## AIM
Copy out all the lines exactly. Omit pictures.

— START OF DATA IN THIS EXERCISE —

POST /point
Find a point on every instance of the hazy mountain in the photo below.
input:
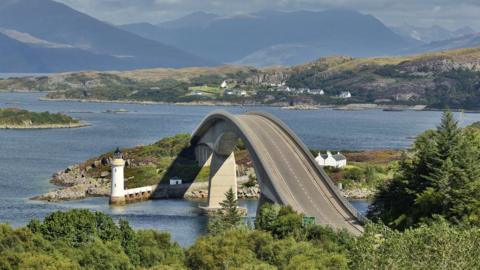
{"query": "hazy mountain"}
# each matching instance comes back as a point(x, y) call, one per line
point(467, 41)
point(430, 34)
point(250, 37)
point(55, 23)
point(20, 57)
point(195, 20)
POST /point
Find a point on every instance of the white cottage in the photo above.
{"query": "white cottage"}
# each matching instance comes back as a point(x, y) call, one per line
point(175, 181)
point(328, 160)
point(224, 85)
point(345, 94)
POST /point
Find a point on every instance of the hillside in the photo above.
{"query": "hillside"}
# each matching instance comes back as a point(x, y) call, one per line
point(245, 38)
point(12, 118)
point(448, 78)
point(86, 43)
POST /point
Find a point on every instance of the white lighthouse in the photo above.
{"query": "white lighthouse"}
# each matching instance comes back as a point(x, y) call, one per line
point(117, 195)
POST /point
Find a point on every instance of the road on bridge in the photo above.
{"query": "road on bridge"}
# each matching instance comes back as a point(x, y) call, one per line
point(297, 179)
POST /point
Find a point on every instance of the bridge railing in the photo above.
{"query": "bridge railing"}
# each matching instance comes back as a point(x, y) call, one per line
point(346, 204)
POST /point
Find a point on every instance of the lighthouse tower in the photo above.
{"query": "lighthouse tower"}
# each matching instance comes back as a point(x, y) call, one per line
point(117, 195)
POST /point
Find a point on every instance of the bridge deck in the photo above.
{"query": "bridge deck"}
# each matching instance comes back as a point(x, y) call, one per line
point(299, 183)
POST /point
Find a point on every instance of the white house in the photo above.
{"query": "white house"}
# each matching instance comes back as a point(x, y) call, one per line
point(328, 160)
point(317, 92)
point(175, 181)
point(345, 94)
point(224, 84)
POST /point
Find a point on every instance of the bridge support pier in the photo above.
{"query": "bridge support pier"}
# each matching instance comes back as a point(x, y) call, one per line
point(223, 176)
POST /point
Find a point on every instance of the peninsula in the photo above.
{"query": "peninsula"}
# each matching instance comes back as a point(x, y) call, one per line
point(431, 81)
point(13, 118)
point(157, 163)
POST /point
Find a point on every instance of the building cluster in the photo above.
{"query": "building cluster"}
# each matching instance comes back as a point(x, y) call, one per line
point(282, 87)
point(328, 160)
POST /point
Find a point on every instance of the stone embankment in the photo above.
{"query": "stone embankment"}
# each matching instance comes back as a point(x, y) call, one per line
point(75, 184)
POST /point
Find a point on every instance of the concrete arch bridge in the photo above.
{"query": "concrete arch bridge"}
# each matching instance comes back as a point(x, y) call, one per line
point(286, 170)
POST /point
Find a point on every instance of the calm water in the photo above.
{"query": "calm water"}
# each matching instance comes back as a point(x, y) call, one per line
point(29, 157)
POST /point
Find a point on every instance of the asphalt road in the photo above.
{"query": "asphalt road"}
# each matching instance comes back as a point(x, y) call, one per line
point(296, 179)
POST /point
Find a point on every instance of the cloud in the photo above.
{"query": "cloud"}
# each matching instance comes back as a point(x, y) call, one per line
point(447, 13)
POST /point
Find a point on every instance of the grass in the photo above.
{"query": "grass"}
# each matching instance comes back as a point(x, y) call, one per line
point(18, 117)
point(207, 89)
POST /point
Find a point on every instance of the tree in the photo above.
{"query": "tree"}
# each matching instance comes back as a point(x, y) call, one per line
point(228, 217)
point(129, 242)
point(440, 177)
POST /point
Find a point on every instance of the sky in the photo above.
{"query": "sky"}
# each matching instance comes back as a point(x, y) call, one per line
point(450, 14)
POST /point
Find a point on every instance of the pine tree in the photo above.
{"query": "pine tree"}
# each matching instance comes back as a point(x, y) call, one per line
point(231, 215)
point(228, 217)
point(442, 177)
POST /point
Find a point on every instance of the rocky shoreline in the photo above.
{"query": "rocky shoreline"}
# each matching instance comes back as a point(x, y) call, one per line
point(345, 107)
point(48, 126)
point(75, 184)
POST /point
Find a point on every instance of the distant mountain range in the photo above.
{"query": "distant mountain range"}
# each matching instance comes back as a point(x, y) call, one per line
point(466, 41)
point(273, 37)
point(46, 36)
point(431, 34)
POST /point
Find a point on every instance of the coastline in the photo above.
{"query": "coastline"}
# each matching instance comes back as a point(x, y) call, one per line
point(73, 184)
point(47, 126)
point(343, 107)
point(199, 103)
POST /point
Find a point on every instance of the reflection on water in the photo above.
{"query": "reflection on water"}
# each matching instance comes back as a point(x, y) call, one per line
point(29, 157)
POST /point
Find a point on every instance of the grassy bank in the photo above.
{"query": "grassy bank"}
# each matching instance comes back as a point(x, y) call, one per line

— END OF DATA IN THIS EXERCISE —

## RESULT OF THE EXERCISE
POST /point
Find a point on every instance of the hazy mountain in the photo below.
input:
{"query": "hazy mountain"}
# each matching instance comes back as a point(x, y) call, one per line
point(467, 41)
point(430, 34)
point(250, 37)
point(55, 23)
point(20, 57)
point(195, 20)
POST /point
Find a point on every instance of the white cottage in the photo above.
{"query": "white cottage"}
# each matching instance comes back as a point(x, y) call, one per line
point(175, 181)
point(328, 160)
point(224, 85)
point(345, 94)
POST /point
Find a point on every instance of the hillside in the photo above.
{"query": "hillside"}
# each matching instance comes back as a point(x, y) call, one per line
point(245, 38)
point(12, 118)
point(448, 78)
point(86, 43)
POST /point
Find a point on every instance of the white lighthouse in the photo above.
{"query": "white lighthouse"}
# each matching instance comes back as a point(x, y) call, one per line
point(117, 195)
POST /point
Find a point on every instance of the road on bridge in the photo above.
{"query": "road on bridge"}
# each matching instance comes back as a point(x, y) call, one per line
point(297, 179)
POST /point
Find a point on every instance of the bridge railing in the photo above.
{"query": "bridge railing"}
# each matching instance comes back as a point(x, y) call, one per line
point(346, 204)
POST /point
Find a point on every instance of the lighthouse tower in the photo above.
{"query": "lighthouse tower"}
# each matching instance comes back as a point(x, y) call, one per line
point(117, 195)
POST /point
Find a point on every instance of the bridge deck in the photo above.
{"query": "bridge deck"}
# each matching instance comes back as a point(x, y) call, one per line
point(299, 183)
POST /point
Find a point on every instance of the white house in the photo above.
{"query": "white house"}
# each matching instance comes back as a point(x, y) call, one per line
point(328, 160)
point(317, 92)
point(175, 181)
point(345, 94)
point(224, 84)
POST /point
Find a point on every instance of the bridge support pier in the photo above.
{"query": "bridge support pier"}
# each matching instance comes back as a point(x, y) call, one per line
point(223, 176)
POST /point
Find a point on every instance of the peninsula in the photo above.
{"query": "peninsula"}
# each matching instance comes back as a point(x, y) call, one per line
point(431, 81)
point(13, 118)
point(157, 163)
POST /point
Find a point on every instance of the building cluster in the photo above.
{"query": "building cluster"}
# each matching instance comes back as a point(x, y) call, one per line
point(282, 87)
point(328, 160)
POST /point
Find a point on every instance of the stone embankment in the photo above.
{"query": "stone embankment"}
# each matching instance comes back as a point(x, y) call, one per line
point(75, 184)
POST /point
Find a point on every instance of the concrete arch bridge in the photo above.
{"query": "concrete arch bridge"}
# each matching instance comes back as a point(x, y) call, one per line
point(286, 170)
POST /point
Find a point on every instance of the calm water in the photo above.
{"query": "calm water"}
# each matching instance comes back as a point(x, y) call, one per line
point(29, 157)
POST /point
Find a point on every instance of the asphalt road in the photo above.
{"query": "asphalt road"}
# each matching instance comes back as a point(x, y) call, one per line
point(296, 179)
POST /point
Find a point on every instance of the cloud in the photo above.
{"query": "cloud"}
# each matching instance comes back as a point(x, y) call, one per line
point(447, 13)
POST /point
Find a point on every instance of the grass in the photo above.
{"query": "grass"}
# each matching instance comes back as a point(x, y) call, one per line
point(18, 117)
point(207, 89)
POST /point
Find a point on every instance of the tree in the photo above.
{"query": "tree"}
# each matching instance comes back as a point(x, y) call, one per line
point(228, 217)
point(129, 242)
point(440, 177)
POST /point
Find a point on every instance of the sky in the photo above.
{"query": "sky"}
# each matching instance comes back as a point(x, y) call, one per line
point(450, 14)
POST /point
Find a point on every instance of the pine tree in the photo above.
{"query": "pine tree"}
# each matching instance comes back as a point(x, y) call, one per line
point(231, 215)
point(228, 217)
point(442, 177)
POST /point
Find a point on every instance of the rocky shoreline in the photo above.
{"query": "rocky shoreline"}
# each matching instance comes back as a point(x, y) call, one per line
point(345, 107)
point(48, 126)
point(75, 184)
POST /point
Find a point on every instance of the distant mountain range in the photo above.
{"query": "distant mountain range"}
# each matching instance comes back as a point(x, y) call, one per line
point(466, 41)
point(273, 37)
point(46, 36)
point(431, 34)
POST /point
Find a point on every instance of the coastline in the photo above.
{"query": "coastline"}
# each matching instance comes back as a point(x, y) call, one per line
point(73, 184)
point(47, 126)
point(343, 107)
point(199, 103)
POST /point
Find a point on every instance of the reflection on water in the photo above.
{"query": "reflection on water"}
# each matching instance comes back as a point(x, y) call, one per line
point(29, 157)
POST /point
Find a point on every instance of the grassy bank in the photo above.
{"query": "grassy bank"}
# each matching instance comes back as a point(x, y) call, one per line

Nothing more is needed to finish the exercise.